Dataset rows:
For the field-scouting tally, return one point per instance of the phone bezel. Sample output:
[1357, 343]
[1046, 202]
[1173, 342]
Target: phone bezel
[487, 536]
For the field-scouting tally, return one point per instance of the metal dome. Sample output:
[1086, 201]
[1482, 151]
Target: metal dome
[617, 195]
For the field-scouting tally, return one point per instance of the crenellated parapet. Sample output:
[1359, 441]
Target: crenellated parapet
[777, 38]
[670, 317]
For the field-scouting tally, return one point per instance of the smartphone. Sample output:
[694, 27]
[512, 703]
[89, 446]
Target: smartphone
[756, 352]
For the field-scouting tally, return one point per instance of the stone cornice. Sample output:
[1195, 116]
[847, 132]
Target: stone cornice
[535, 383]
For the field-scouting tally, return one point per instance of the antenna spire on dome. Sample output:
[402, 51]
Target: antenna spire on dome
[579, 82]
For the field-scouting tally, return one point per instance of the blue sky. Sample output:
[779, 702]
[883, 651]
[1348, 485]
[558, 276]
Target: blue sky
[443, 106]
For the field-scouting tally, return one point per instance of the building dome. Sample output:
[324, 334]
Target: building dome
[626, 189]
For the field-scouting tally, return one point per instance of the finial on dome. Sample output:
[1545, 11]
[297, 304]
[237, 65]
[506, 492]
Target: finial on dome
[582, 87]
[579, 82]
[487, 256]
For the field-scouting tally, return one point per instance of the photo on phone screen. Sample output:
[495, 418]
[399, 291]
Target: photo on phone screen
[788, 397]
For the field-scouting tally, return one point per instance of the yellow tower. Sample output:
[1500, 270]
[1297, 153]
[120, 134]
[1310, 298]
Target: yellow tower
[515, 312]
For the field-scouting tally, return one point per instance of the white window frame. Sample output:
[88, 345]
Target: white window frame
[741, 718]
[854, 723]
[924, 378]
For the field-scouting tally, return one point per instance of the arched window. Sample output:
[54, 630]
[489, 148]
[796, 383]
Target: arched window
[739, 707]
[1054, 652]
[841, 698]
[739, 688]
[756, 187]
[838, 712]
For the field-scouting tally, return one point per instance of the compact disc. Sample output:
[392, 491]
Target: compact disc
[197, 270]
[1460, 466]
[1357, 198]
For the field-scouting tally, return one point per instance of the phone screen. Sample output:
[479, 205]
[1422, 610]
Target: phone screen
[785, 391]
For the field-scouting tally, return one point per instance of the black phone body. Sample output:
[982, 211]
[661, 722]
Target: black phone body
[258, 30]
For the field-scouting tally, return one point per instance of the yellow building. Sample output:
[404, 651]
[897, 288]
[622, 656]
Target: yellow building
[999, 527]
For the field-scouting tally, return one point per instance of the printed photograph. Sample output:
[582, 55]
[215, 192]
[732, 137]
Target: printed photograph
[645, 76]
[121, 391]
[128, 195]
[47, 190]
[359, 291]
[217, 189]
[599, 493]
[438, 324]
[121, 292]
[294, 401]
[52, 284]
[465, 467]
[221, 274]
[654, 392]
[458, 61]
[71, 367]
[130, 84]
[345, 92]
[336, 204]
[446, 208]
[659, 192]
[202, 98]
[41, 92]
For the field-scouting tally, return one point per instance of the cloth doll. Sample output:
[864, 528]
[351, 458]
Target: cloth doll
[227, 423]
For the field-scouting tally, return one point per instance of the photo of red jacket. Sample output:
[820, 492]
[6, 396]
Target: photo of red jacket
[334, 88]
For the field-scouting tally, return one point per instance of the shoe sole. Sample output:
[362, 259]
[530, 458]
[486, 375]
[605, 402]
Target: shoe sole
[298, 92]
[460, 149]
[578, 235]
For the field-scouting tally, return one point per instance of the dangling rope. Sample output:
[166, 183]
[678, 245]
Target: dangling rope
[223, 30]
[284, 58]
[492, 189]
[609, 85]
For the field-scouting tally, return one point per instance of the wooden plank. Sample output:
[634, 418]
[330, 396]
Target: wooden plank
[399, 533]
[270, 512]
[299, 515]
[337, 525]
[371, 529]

* * *

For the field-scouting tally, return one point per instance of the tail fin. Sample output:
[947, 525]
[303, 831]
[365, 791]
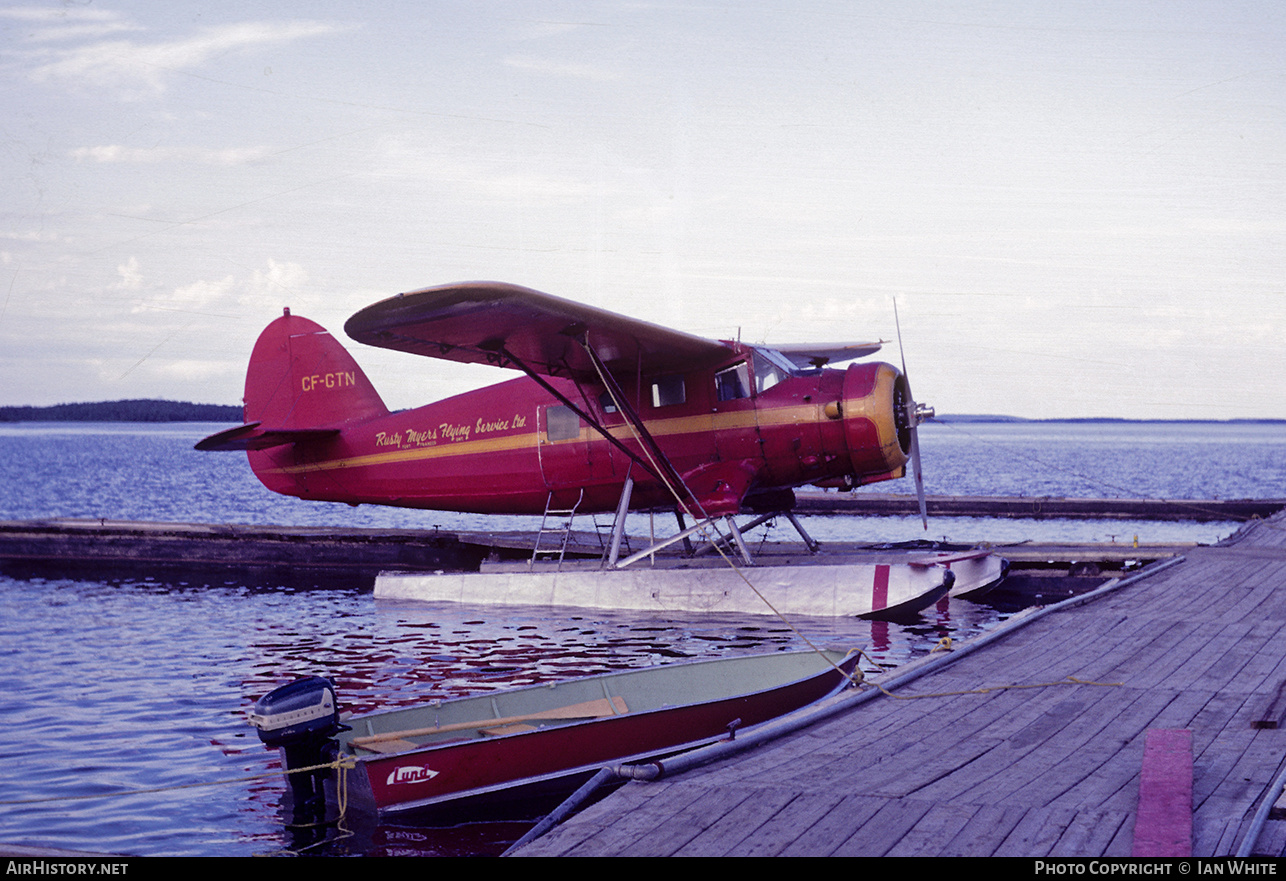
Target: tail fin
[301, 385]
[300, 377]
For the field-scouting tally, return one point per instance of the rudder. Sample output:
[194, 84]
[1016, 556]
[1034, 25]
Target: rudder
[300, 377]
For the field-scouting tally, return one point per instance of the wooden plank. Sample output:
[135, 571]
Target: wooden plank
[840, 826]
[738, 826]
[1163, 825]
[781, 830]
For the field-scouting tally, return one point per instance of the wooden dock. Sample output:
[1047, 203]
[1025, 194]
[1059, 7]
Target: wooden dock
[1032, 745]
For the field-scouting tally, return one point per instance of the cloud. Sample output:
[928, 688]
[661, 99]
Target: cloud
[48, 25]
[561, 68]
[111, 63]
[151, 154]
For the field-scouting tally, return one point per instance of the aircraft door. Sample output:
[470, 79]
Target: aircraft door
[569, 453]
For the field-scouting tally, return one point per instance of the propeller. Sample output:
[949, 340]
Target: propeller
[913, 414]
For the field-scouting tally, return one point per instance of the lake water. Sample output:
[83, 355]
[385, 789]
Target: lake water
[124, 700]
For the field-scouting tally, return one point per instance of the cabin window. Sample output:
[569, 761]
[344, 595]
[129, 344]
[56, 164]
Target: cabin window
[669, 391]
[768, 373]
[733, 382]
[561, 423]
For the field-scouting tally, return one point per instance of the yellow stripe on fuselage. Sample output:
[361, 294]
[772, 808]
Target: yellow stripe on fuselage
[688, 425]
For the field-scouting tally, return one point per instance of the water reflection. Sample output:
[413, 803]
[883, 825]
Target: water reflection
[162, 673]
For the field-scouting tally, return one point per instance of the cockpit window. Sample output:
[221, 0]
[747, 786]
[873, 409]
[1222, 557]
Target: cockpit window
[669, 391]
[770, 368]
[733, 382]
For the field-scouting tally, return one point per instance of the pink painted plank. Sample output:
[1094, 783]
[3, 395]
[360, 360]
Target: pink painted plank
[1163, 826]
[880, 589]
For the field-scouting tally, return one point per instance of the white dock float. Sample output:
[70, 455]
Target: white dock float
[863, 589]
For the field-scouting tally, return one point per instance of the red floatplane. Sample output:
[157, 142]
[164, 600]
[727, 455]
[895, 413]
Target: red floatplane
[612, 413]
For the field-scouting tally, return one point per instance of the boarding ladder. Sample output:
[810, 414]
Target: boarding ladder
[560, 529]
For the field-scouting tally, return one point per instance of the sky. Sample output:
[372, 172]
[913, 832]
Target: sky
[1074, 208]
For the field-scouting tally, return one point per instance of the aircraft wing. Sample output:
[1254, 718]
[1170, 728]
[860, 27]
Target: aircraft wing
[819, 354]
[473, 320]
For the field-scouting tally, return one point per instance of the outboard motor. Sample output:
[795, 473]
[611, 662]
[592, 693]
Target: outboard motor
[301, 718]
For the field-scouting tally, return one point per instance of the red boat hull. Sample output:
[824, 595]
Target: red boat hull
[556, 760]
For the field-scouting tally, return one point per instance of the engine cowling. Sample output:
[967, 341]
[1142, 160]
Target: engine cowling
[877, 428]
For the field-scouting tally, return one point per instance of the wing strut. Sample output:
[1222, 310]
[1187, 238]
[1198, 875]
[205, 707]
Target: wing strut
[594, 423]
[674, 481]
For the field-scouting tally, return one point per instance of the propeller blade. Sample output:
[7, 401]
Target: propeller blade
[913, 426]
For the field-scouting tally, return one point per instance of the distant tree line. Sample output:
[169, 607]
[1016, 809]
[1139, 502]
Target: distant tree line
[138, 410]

(Given request):
Pick out every line in the data above that contains the word "motor", and copy each one.

(Solution for this exercise):
For the field-scouting tally, return one point per instance of the outboard motor. Sample output:
Target: outboard motor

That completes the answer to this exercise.